WRITTEN REQUEST: Determine how many lines of the records contain the word "flower", and reply with that number alone.

DATA FOR THE TASK:

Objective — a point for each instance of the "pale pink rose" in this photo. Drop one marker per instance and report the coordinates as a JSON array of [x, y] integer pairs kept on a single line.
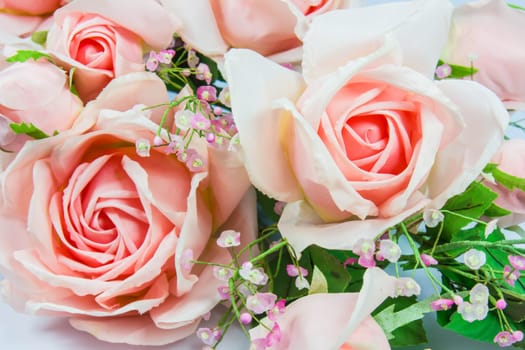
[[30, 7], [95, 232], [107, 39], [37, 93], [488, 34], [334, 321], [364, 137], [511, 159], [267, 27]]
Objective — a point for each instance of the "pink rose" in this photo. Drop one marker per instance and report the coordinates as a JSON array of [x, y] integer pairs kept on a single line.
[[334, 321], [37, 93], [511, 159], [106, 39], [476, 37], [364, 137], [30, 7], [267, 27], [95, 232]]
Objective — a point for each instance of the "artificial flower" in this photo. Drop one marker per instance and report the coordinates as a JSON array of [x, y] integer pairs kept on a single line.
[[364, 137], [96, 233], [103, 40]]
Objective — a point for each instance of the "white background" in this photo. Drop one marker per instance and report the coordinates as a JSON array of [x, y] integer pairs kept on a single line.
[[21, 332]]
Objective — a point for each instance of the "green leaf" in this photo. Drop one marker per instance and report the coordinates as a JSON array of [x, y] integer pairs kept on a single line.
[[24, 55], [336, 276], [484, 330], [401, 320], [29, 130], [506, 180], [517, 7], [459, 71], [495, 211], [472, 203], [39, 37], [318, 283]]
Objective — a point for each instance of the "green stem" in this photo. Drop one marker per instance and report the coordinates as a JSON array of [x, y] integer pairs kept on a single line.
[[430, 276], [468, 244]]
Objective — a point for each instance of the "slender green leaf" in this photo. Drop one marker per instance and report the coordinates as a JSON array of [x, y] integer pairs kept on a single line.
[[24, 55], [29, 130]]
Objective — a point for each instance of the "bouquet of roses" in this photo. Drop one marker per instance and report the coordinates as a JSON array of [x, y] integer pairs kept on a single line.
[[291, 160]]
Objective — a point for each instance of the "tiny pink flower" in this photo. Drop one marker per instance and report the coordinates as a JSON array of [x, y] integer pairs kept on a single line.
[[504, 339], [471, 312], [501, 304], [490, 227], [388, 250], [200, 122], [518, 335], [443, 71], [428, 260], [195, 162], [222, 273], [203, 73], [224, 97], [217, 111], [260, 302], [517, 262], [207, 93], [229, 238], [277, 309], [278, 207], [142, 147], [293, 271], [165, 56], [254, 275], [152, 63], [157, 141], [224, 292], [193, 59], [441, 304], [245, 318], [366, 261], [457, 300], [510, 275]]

* * *

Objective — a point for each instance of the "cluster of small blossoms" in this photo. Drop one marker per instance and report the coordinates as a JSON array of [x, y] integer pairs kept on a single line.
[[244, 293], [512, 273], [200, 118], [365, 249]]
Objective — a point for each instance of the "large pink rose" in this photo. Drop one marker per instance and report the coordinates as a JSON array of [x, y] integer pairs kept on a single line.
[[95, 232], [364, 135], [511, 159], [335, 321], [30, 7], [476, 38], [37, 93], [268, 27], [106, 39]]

WRITTEN RESPONSE: 2